**Given instruction:** Reproduce the items below, swapping "source frame" for "input frame" everywhere it occurs and changing nothing else.

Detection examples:
--------------------------------------------------

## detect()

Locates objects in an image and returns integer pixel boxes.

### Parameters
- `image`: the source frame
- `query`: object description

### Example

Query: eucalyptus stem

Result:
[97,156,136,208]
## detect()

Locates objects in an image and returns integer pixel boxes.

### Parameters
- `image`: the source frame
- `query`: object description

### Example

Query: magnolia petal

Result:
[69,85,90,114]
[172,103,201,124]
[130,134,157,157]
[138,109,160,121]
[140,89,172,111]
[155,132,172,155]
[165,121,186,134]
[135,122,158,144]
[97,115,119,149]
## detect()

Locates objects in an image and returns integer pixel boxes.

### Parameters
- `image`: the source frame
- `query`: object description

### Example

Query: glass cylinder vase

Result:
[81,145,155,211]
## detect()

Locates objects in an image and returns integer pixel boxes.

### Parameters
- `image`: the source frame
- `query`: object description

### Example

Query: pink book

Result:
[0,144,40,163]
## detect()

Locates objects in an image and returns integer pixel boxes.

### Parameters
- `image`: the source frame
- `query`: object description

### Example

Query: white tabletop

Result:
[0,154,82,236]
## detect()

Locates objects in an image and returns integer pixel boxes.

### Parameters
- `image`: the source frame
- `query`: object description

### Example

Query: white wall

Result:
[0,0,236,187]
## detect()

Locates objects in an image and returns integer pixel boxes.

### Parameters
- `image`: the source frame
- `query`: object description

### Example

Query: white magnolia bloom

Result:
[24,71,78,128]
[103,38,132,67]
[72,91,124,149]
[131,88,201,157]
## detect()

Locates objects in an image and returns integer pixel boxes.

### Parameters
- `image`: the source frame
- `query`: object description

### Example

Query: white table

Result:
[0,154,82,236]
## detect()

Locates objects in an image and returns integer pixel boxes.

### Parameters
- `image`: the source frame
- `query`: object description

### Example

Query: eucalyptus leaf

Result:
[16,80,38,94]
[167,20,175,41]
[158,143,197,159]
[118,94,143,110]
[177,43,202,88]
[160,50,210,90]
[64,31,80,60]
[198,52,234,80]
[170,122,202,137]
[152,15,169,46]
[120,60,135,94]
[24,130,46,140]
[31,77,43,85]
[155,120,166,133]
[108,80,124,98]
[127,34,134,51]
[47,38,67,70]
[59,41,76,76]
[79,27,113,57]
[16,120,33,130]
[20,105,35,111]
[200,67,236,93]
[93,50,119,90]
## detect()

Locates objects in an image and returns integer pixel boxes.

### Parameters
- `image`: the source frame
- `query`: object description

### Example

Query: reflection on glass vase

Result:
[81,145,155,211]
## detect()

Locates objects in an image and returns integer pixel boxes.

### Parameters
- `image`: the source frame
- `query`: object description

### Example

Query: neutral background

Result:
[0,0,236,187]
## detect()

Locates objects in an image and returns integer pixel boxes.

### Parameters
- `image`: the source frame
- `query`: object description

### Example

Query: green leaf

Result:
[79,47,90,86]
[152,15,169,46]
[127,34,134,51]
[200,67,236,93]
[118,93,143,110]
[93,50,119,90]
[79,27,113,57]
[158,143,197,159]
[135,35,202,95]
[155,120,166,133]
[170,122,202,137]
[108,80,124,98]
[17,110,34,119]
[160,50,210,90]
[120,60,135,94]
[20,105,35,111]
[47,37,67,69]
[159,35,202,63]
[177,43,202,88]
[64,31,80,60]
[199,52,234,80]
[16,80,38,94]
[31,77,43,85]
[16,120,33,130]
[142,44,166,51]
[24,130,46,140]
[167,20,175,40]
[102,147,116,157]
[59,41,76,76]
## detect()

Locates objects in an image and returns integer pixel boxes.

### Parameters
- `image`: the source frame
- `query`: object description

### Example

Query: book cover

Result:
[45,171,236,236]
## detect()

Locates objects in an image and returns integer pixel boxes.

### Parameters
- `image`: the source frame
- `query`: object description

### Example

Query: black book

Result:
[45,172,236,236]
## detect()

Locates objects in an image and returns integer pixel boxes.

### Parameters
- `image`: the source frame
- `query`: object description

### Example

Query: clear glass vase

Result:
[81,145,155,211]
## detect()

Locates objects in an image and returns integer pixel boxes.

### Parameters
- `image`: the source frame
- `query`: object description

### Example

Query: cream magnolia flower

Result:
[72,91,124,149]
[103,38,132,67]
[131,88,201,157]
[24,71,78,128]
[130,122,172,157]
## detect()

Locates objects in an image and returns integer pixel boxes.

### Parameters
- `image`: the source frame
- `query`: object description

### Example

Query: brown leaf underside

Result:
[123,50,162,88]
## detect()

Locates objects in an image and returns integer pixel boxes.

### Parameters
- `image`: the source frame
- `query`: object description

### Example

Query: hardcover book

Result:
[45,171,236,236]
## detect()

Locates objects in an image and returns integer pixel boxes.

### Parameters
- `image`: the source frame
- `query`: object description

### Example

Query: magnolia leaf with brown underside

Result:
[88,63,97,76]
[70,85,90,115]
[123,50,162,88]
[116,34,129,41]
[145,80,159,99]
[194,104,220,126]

--------------------------------------------------

**Task answer:**
## detect()

Locates objects in an image and returns integer pixel boxes.

### Parameters
- `image`: the input frame
- `query`: object description

### Example

Query: eucalyptus stem

Result:
[97,156,136,208]
## detect()

Locates objects in an image and returns integer pixel boxes.

### Parameters
- `image`: the input frame
- `query`: object description

### Example

Query: magnolia petal

Result:
[69,85,90,114]
[172,103,201,124]
[130,134,157,157]
[138,109,160,121]
[140,89,172,111]
[155,132,172,155]
[165,121,186,134]
[135,122,158,144]
[97,115,119,149]
## detect()

Locates objects in an image and returns integer pixel boxes.

### Parameters
- `image`: the input frame
- `query`: object description

### Example

Query: glass cylinder vase

Result:
[81,145,155,211]
## detect()

Locates objects in an image and returns integer pixel boxes.

### Parameters
- `image`: the input frame
- `query`: object description

### Example

Query: pink book

Result:
[0,144,40,163]
## detect()

Locates objects in an image and returns integer pixel boxes.

### Parameters
- `image`: the input frame
- `query`: object description

### Example

Query: white tabletop

Result:
[0,154,82,236]
## detect()

Locates objects in an image and returns integer pixel boxes.

### Parameters
- `image`: the input frame
- `query`: object description

### Example

Query: white wall

Result:
[0,0,236,187]
## detect()

Locates objects in an image and returns integer pixel boxes.

### Parameters
- `image`: the input frame
- `query`: object description

### Example

Query: white magnolia bloom

Result:
[24,71,78,128]
[103,38,132,67]
[72,91,124,149]
[131,88,201,157]
## detect()

Locates objects in an image and returns integer pixel boxes.

### Parameters
- `image`: the input frame
- `query`: object description

### Example

Query: white table

Result:
[0,154,82,236]
## detect()

Locates objects in an image and returns integer pixel boxes.

### Parameters
- `image`: the input frame
- `query`: object description

### Example

Query: eucalyptus leaf

Result:
[16,80,38,94]
[167,20,175,41]
[158,143,197,159]
[118,94,143,110]
[177,43,202,88]
[160,50,210,90]
[64,31,80,60]
[198,52,234,80]
[170,122,202,137]
[152,15,169,46]
[120,60,135,94]
[24,130,46,140]
[31,77,43,85]
[155,120,166,133]
[108,80,124,98]
[127,34,134,51]
[47,38,67,70]
[59,41,76,76]
[79,27,113,57]
[16,120,33,130]
[20,105,35,111]
[200,67,236,93]
[93,50,119,90]
## detect()

Locates objects in an image and returns integer pixel boxes.

### Parameters
- `image`: the input frame
- `query`: object description

### Example

Query: reflection on glass vase

Result:
[81,145,155,211]
## detect()

Locates objects in an image and returns integer pixel boxes.

### Parameters
- `image`: the input frame
- `query`: object description

### Example

Query: neutral background

Result:
[0,0,236,187]
## detect()

Locates objects in an image and returns integer pixel boxes.

### Parameters
- `image`: the input frame
- `query`: object description

### Example

Query: green leaf

Result:
[79,47,90,86]
[152,15,169,46]
[127,34,134,51]
[200,67,236,93]
[118,93,143,110]
[93,50,119,90]
[79,27,113,57]
[158,143,197,159]
[135,35,202,95]
[155,120,166,133]
[170,122,202,137]
[108,80,124,98]
[17,110,34,119]
[160,50,210,90]
[120,60,135,94]
[20,105,35,111]
[47,37,67,69]
[159,35,202,63]
[177,43,202,88]
[64,31,80,60]
[199,52,234,80]
[16,80,38,94]
[31,77,43,85]
[16,120,33,130]
[142,44,166,51]
[24,130,46,140]
[167,20,175,40]
[102,147,116,157]
[59,41,76,76]
## detect()

Locates objects in an image and returns integer pixel boxes.

### Parameters
- `image`: the input frame
- `query`: object description

### Example

Query: book cover

Result:
[45,171,236,236]
## detect()

Locates objects in an image and returns integer pixel boxes.

### Parameters
- `image`: the input frame
- `query`: object description

### Example

Query: black book

Result:
[45,172,236,236]
## detect()

Locates objects in an image and returns integer pixel boxes.

### Parameters
- `image`: the input frame
- `query`: object description

### Example

Query: clear glass vase

Result:
[81,145,155,211]
## detect()

Locates objects in an image and returns integer pixel boxes.

### Parameters
- `image`: the input frame
- `query`: object description

### Example

Query: cream magnolia flower

Result:
[72,91,124,149]
[103,38,132,67]
[131,88,201,157]
[24,71,78,128]
[130,122,172,157]
## detect()

Locates objects in an image and returns integer pixel boxes.

### Parameters
- `image`: the input frame
- `query`: object description

### Example

Query: brown leaf underside

Result:
[123,50,162,88]
## detect()

Locates objects in an image and returns integer pixel boxes.

### Parameters
- `image`: the input frame
- `query`: object description

### Example

Query: hardcover book

Result:
[45,171,236,236]
## detect()

Locates objects in an image and returns integer pixel boxes.

### Parameters
- `image`: the input frame
- `query`: object description

### Example

Query: magnolia leaf with brown underside

Result:
[88,63,97,76]
[70,85,90,115]
[123,50,162,88]
[116,34,129,41]
[145,80,159,99]
[194,104,220,126]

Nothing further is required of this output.